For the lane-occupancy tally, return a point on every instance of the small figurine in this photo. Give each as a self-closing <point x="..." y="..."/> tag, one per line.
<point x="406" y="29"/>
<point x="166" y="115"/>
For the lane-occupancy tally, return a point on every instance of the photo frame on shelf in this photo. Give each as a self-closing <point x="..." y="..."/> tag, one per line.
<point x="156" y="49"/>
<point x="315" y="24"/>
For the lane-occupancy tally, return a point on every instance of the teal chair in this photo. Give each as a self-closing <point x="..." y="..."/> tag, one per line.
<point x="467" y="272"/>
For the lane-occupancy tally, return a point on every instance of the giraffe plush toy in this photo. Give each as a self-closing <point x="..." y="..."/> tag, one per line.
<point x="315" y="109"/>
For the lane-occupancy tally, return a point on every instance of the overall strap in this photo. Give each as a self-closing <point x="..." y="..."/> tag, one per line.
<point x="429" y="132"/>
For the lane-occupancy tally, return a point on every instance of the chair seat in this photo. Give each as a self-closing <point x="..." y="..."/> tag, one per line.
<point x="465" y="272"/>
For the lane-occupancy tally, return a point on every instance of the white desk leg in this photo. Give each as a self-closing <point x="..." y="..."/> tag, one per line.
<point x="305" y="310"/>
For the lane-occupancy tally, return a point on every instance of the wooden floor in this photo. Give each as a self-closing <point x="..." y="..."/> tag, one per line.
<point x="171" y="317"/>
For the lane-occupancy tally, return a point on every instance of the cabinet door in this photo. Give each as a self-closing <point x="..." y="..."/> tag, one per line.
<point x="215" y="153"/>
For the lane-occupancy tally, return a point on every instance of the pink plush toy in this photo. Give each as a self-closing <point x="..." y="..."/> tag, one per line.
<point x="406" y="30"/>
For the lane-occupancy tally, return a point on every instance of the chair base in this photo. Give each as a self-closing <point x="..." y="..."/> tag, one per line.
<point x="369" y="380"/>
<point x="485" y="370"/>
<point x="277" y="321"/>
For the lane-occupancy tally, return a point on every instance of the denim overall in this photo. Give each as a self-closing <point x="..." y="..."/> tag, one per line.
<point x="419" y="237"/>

#### [Description of the task]
Repeat, word for word, every line from the line that contains "of the giraffe" to the end of the entries; include both of those lines and no others.

#### [The result]
For the lane-occupancy tally, return a point on every instance of the giraffe plush toy in this photo. Give each as a self-closing <point x="..." y="..."/> tag, one per line.
<point x="315" y="109"/>
For the lane-occupancy tally, return a point on every instance of the overall strap in this photo. Give each as a self-closing <point x="..." y="..."/> tag, one per line.
<point x="429" y="132"/>
For the lane-occupancy tally, return a point on every instance of the chair seat in this photo. Give each as a self-closing <point x="..." y="..."/> tag, one per line.
<point x="465" y="272"/>
For the lane-occupancy tally, return a point on every instance of the white desk leg in this photo. Give each as a self-closing <point x="..." y="..."/> tag, one per line.
<point x="305" y="310"/>
For the lane-occupancy tally, return a point on every instance of the wooden floor in this photo. Give each as a self-closing <point x="..." y="..."/> tag, one per line.
<point x="171" y="317"/>
For the lane-occupancy tally, return a point on every instance of the cabinet door in this photo. Give each as a self-closing <point x="..." y="..."/> tag, one per line.
<point x="215" y="153"/>
For the lane-occupancy tally, return a point on every instance of the pink plush toy in this photo. Give each as a self-closing <point x="..." y="..."/> tag, one per line.
<point x="406" y="30"/>
For the lane-occupancy tally, return a point on every instance of the chair base in this photo. Give each as a self-closing <point x="..." y="..."/> tag, one per line.
<point x="369" y="380"/>
<point x="485" y="370"/>
<point x="277" y="321"/>
For the lane-occupancy tally, return a point on every instance of the denim overall in this photo. Give each as a self-closing <point x="..." y="..."/> tag, one per line.
<point x="419" y="237"/>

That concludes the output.